- _Information given_:
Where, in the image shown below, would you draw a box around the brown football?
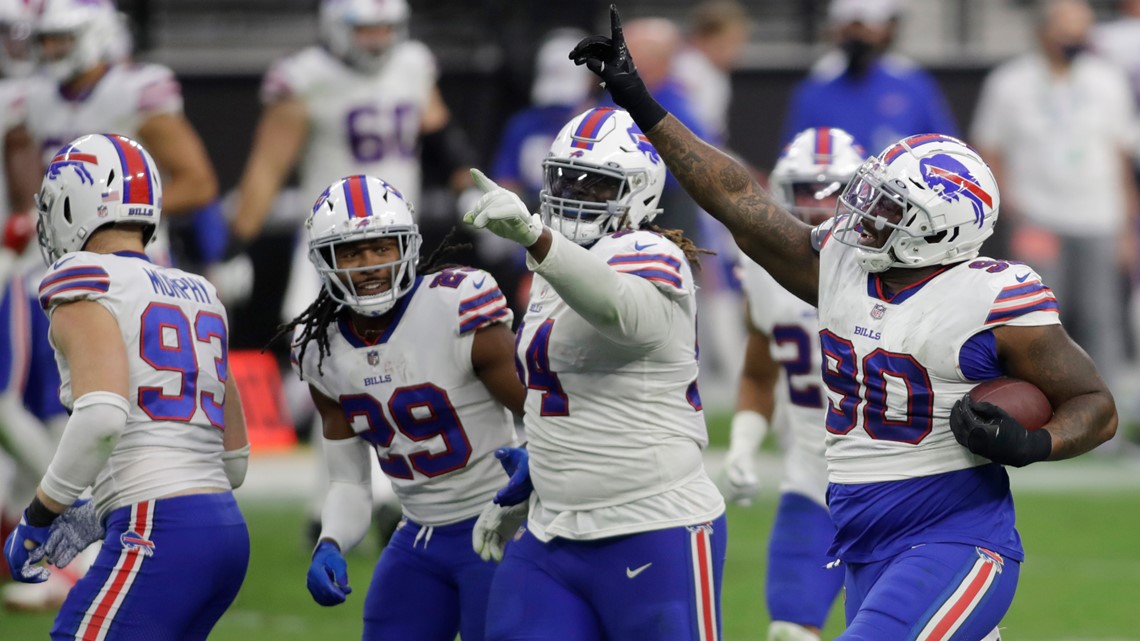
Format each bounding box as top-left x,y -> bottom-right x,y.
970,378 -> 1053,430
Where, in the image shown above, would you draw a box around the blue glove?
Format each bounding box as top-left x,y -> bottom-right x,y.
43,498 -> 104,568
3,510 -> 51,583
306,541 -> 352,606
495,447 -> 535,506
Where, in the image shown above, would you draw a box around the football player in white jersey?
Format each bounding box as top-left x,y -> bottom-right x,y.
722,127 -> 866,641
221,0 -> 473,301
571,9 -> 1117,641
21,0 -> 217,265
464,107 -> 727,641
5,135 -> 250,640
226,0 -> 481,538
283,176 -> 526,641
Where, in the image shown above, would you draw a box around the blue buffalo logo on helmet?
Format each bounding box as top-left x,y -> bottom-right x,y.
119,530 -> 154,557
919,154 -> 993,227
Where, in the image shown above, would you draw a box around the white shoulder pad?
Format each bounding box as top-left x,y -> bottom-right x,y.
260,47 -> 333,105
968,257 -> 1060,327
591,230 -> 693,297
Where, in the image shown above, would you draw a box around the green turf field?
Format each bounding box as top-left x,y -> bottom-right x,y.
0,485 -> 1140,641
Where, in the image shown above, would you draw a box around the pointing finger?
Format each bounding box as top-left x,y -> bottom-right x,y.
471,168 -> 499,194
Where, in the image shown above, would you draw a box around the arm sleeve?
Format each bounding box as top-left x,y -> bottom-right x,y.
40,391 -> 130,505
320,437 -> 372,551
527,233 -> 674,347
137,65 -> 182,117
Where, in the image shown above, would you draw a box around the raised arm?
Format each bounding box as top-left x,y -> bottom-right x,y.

- _Your instructions_:
Copy the listing above from the line with "the pointing finger?" up to and including the line with "137,65 -> 182,117". Multiply every bounding box coordinate in those lines by 0.25 and round each result to a whole number, rounding halves up, and leave all other lines unchanged and return only those lines.

- _Written solution_:
Where, in the image shown above, would you draw a box around the pointing finger?
Format each bounding box as top-left x,y -> bottom-right x,y.
118,42 -> 125,49
Where, in the image shown above, would you draw a box around the arm sleeve?
Format each bounding box as top-left x,y -> bottom-right x,y.
10,98 -> 33,126
80,109 -> 93,138
132,58 -> 169,87
34,16 -> 46,29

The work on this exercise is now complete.